### Prompt 1
Summarize the book review in two sentences.

#### Selected text ####

Author(s): | Agar, Jon |
---|---|
Reviewer(s): | Middleton, Roger |
Published by EH.NET (September 2004)
Jon Agar, The Government Machine: A Revolutionary History of the Computer. Cambridge, MA: MIT Press, 2003. viii + 554. $50 (cloth), ISBN: 0-262-01202-2.
Reviewed for EH.NET by Roger Middleton, Department of Historical Studies, University of Bristol.
Jon Agar, sometime Director of the National Archive for the History of Computing, University of Manchester, and now a Research Fellow at the Department of Science and Technology Studies, University College London, here contributes a further volume to MIT’s prestigious series on the history of computing. The government in question is the United Kingdom; the topic the mechanization of its activities; and the time span from c.1798, when a standardized mass questionnaire was first used by agents of the British state, through to the beginning of the twenty first century. So far so good, though the “revolutionary history” of the computer here offered will, I suspect, surprise many in its emphasis as much upon the discursive as the material qualities of the general-purpose machine which comprises the centerpiece of what is now routinely referred to as the second informational revolution, that under which we are currently living. Accordingly, this is most decidedly not the sort of “anorak” account of heroic inventions that we have come to expect of the older style of writings on the history of technology, but instead draws upon insights from business and economic history, the sociology of professionalization and the sorts of approaches to the history of science and technology which will be familiar to readers of journals such Technology and Culture and Enterprise and Society.
The Government Machine is a story about humans and machines, but particularly about humans who promoted machines as members of what he calls expert movements (or what historians of ideas now term, epistemic communities), in this case relatively small communities of academics, civil servants, engineers and others claiming professional expertise who per force had to persuade outsiders of the legitimacy of their claims and did so by championing the introduction of new techniques. We have thus a contribution to on-going debates about the role of experts in British government since the nineteenth century, and there is much here that is pertinent to the debate prompted by MacDonagh (1958) and continued by MacLeod (1988), upon which Agar makes some important revisionist points. But his ambitions are very much greater. The central thesis comes early and typically in provocative mode, when he proclaims “that the apotheosis of the civil servant can be found in a place unfamiliar to most historians and in a form that will surprise them: the computer.” He is explicit that this is “intended to discomfort many readers” (p. 3) and that to convince them of his case requires that two hitherto largely separate disciplines be bridged.
On the one hand, Agar aims to convince political historians and historians of public administration that they have much to learn from the history of technology and the material culture of bureaucracy, with this study highlighting:
* that the changing capacities of government depended on the implementation of new technologies;
* that the civil service contained technocratic movement of experts, the full implications of which can only be appreciated when stereotyped notions of the dead hand of the Treasury are abandoned; and
* that during the twentieth century a very British style solution to the state’s needs for registers of its citizens evolved and is still evolving.

####

### Prompt 2
Reproduce the records from their start up to and including the line containing "[0,0,100,32]", replacing "grass" with "turf" and leaving everything else unchanged. Omit the pictures.

#### Listing ####

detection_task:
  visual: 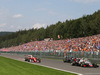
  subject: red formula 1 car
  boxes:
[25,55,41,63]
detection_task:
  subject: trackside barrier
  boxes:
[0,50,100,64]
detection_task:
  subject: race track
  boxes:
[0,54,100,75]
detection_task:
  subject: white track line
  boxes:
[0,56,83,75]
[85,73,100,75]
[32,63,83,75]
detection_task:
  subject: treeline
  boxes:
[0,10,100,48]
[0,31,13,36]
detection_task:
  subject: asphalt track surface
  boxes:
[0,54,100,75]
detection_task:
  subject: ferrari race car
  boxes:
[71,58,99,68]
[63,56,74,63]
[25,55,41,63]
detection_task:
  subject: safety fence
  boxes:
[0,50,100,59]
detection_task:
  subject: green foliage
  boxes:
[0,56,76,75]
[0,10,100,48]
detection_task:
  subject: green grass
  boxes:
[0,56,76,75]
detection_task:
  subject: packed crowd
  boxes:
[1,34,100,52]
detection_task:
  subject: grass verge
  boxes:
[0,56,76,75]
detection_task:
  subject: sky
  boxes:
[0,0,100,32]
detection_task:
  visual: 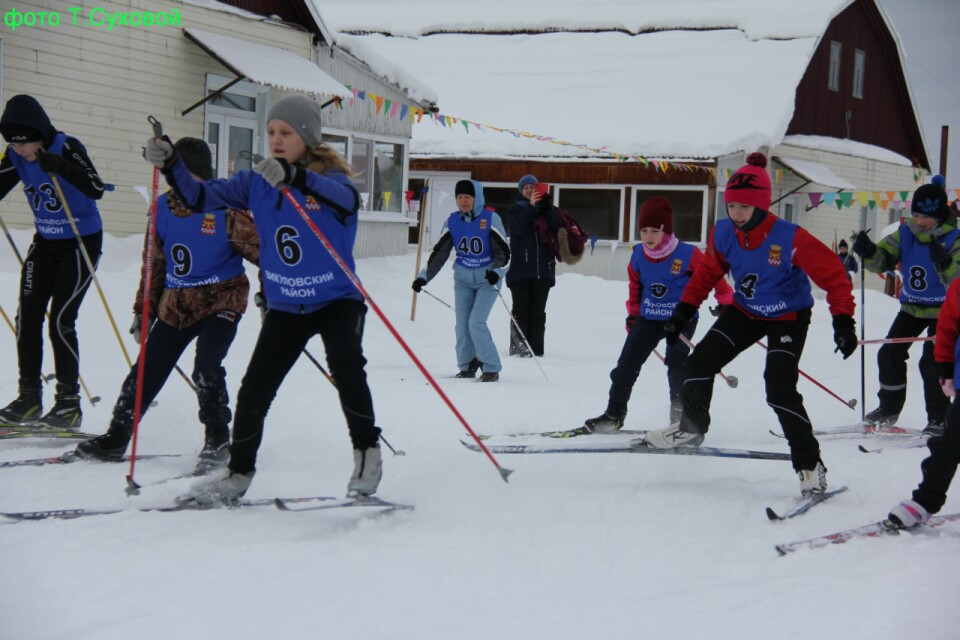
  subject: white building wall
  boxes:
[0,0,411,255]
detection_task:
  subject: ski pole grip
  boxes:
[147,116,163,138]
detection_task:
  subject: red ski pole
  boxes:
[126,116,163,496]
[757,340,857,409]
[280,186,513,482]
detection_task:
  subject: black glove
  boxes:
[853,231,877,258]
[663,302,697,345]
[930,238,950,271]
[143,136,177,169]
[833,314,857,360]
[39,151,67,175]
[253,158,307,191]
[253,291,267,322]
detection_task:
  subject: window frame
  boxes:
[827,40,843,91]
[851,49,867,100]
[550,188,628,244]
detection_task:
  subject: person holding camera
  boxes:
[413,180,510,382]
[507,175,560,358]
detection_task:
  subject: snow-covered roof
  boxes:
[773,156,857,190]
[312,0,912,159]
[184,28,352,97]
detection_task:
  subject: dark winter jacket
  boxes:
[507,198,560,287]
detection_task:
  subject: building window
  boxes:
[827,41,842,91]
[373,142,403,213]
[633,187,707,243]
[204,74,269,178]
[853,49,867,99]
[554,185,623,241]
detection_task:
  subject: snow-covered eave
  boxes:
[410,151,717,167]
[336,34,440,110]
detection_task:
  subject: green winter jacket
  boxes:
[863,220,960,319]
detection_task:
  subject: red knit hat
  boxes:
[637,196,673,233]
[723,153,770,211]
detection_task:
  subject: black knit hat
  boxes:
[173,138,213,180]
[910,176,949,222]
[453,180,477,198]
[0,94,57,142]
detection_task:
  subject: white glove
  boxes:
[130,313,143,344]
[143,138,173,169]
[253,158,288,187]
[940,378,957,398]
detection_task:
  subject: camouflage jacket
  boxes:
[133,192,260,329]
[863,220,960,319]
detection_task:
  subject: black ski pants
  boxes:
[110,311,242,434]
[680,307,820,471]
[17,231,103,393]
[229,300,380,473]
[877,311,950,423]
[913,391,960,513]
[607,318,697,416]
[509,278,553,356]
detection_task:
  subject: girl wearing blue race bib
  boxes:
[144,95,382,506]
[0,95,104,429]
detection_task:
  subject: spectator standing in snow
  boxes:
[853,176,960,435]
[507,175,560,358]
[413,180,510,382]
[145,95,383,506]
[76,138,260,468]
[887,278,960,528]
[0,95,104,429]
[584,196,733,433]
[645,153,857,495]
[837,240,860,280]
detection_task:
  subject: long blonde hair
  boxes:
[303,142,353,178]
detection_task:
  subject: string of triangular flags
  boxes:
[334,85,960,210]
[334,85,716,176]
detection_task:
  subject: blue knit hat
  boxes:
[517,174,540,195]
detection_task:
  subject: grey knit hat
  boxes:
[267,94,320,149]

####

### Exercise answer 1
Roger Middleton reviews Jon Agar's The Government Machine, which traces the mechanization of the United Kingdom government's activities from c.1798 to the beginning of the twenty-first century. The book centers on expert movements that promoted machines in government, and its central thesis is that the apotheosis of the civil servant can be found in the computer.

### Exercise answer 2
detection_task:
  visual: 
  subject: red formula 1 car
  boxes:
[25,55,41,63]
detection_task:
  subject: trackside barrier
  boxes:
[0,50,100,64]
detection_task:
  subject: race track
  boxes:
[0,54,100,75]
detection_task:
  subject: white track line
  boxes:
[0,56,83,75]
[85,73,100,75]
[32,63,83,75]
detection_task:
  subject: treeline
  boxes:
[0,10,100,48]
[0,31,13,36]
detection_task:
  subject: asphalt track surface
  boxes:
[0,54,100,75]
detection_task:
  subject: ferrari race car
  boxes:
[71,58,99,68]
[63,56,74,63]
[25,55,41,63]
detection_task:
  subject: safety fence
  boxes:
[0,50,100,59]
detection_task:
  subject: green foliage
  boxes:
[0,56,76,75]
[0,10,100,48]
detection_task:
  subject: green turf
  boxes:
[0,56,76,75]
detection_task:
  subject: packed crowd
  boxes:
[1,34,100,52]
detection_task:
  subject: turf verge
  boxes:
[0,56,76,75]
detection_task:
  subject: sky
  boxes:
[0,0,100,32]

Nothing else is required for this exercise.